» Input material:
-- -- --

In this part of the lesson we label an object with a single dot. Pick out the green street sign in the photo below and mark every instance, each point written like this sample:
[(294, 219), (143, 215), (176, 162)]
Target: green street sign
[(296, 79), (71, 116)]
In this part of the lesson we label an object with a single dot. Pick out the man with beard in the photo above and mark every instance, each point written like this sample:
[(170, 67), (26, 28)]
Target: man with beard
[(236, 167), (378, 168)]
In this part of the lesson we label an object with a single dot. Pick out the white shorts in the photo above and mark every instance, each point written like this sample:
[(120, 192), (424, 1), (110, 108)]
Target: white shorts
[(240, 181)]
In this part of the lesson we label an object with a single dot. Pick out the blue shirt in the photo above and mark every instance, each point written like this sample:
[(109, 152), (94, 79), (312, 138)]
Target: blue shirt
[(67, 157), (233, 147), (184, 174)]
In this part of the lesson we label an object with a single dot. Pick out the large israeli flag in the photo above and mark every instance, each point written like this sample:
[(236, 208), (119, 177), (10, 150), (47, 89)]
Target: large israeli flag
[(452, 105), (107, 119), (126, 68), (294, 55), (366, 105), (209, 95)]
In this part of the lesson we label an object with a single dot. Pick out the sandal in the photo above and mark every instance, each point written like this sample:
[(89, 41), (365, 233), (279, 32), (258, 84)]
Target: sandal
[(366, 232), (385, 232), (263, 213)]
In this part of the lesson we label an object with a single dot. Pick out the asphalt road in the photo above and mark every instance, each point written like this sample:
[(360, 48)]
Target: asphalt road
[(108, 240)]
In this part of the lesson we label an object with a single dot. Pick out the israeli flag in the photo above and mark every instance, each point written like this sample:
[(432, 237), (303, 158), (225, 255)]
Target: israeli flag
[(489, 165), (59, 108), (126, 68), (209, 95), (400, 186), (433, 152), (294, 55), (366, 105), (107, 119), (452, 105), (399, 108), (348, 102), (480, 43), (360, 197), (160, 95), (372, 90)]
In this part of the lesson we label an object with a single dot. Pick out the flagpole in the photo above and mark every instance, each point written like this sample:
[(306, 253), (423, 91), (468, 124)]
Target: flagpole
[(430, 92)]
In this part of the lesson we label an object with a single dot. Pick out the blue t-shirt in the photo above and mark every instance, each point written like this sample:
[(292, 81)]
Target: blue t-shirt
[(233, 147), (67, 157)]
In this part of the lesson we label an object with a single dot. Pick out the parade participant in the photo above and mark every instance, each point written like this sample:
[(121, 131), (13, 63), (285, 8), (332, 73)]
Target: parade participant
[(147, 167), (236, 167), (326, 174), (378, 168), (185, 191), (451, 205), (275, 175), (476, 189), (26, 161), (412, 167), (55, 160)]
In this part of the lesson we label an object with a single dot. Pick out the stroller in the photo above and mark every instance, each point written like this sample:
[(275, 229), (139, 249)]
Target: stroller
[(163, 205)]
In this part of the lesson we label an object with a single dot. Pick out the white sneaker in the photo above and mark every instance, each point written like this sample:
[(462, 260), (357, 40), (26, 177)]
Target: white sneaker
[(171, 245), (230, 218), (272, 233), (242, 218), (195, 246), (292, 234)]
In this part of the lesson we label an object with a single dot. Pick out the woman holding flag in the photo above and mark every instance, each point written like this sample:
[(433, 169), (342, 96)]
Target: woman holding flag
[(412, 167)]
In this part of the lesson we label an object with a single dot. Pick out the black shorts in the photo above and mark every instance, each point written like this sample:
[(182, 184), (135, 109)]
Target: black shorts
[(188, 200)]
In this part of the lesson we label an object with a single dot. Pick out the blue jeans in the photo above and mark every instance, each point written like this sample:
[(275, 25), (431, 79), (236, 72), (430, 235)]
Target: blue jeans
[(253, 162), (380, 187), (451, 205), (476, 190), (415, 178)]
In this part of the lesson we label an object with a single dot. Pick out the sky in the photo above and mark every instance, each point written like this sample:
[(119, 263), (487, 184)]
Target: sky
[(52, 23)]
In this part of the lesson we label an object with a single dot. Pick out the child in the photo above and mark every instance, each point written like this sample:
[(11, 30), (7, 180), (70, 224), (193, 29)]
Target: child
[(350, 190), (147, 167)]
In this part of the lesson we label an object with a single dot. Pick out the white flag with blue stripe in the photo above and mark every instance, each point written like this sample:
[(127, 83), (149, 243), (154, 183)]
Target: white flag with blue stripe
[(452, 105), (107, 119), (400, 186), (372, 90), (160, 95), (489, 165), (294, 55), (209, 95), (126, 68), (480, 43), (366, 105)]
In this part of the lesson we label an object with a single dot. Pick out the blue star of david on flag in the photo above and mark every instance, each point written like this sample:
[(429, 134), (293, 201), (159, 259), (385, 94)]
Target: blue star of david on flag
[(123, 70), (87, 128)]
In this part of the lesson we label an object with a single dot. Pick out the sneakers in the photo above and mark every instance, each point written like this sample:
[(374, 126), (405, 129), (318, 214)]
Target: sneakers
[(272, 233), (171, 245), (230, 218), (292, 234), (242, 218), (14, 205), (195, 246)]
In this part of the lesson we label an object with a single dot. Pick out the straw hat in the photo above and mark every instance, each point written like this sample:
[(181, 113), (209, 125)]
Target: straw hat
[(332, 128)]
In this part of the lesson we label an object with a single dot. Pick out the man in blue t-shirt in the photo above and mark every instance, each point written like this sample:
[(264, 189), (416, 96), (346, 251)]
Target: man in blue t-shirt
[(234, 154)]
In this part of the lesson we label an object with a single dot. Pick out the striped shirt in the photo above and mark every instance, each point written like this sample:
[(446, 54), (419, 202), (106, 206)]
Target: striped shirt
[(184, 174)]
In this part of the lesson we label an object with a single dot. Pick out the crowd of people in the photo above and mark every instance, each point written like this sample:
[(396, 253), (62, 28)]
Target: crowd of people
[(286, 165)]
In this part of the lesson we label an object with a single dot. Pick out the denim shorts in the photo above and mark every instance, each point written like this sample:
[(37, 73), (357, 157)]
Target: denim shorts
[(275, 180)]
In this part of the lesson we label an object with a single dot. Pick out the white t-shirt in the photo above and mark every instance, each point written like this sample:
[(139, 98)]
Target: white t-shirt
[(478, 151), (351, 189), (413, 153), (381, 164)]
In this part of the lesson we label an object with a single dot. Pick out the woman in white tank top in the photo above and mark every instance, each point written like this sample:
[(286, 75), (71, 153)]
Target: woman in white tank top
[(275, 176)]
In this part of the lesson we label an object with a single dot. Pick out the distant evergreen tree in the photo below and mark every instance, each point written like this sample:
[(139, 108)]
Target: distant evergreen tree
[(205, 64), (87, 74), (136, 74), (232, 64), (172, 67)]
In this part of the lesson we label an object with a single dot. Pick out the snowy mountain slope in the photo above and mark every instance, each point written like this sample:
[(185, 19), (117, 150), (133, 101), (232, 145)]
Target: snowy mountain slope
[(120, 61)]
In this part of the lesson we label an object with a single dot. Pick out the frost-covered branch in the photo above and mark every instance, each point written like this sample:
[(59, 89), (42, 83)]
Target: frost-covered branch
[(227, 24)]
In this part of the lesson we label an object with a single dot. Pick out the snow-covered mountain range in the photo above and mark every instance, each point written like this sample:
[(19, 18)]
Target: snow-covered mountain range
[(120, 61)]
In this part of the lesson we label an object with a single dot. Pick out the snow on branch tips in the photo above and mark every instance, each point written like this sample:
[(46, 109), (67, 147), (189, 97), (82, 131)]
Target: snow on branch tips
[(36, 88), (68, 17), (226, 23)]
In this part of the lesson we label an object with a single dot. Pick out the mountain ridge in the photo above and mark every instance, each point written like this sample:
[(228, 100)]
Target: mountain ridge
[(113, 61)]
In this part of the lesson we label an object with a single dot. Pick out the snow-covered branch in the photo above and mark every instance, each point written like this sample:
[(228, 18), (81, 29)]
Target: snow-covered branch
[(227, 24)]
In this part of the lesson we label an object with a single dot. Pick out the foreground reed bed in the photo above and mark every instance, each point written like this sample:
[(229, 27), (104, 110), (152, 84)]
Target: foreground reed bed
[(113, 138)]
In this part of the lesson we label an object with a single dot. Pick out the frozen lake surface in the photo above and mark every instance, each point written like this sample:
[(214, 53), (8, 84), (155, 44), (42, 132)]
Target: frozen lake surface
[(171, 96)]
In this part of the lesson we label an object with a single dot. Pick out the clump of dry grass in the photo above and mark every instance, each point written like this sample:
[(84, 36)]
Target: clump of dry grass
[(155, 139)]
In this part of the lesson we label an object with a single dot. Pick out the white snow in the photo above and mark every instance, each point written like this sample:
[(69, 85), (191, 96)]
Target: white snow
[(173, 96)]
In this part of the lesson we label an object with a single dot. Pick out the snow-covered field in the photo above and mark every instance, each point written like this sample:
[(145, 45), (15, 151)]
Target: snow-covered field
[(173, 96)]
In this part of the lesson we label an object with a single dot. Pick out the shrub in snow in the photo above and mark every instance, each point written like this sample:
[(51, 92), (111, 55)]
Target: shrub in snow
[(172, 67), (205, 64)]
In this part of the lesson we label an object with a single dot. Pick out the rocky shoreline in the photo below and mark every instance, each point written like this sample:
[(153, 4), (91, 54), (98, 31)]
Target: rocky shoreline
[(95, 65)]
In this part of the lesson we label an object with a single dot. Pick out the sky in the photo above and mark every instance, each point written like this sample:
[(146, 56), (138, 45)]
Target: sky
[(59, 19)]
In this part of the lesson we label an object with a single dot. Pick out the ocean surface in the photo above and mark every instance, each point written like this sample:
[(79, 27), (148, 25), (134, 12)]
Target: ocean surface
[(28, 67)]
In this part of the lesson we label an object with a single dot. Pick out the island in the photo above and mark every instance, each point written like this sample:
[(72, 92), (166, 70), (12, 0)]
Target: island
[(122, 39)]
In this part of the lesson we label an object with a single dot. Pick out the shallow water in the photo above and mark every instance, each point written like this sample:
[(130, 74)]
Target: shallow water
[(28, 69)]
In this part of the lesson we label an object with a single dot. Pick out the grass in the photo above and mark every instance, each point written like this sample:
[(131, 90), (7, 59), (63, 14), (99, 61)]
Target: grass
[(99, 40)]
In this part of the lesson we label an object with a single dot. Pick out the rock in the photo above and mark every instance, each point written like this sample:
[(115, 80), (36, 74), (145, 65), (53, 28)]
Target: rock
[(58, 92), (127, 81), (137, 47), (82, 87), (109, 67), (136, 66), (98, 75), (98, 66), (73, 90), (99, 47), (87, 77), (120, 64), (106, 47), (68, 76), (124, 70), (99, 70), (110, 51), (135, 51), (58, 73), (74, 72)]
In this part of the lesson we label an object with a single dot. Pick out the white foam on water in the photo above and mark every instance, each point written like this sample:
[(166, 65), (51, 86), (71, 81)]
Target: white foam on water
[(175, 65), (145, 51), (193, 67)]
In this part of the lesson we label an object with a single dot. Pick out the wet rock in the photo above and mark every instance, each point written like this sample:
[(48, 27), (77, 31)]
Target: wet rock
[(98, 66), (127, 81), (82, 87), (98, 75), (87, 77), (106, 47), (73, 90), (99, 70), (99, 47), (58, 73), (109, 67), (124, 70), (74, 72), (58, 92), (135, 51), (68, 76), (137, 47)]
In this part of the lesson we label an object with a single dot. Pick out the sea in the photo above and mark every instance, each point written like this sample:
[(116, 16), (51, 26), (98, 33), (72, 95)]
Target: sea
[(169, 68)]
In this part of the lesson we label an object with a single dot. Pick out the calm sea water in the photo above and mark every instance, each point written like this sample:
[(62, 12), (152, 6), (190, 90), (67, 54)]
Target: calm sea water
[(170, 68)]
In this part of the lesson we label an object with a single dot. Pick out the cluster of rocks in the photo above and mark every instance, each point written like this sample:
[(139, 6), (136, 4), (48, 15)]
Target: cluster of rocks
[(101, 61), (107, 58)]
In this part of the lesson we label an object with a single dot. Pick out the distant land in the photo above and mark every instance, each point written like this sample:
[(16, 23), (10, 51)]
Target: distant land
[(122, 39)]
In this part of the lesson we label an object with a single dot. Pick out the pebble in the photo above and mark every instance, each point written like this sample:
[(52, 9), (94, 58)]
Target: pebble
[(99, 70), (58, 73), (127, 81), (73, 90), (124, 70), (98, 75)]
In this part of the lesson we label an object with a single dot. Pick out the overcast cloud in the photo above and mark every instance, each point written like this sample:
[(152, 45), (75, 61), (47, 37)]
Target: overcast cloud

-- -- --

» What the task requires:
Copy out each line of the data that has the word "overcast" in it.

» Solution to this problem:
In this part of the lesson we label an object with a single dot. Pick out the overcast cloud in the photo above and mark every instance, each point written like this sample:
Target: overcast cloud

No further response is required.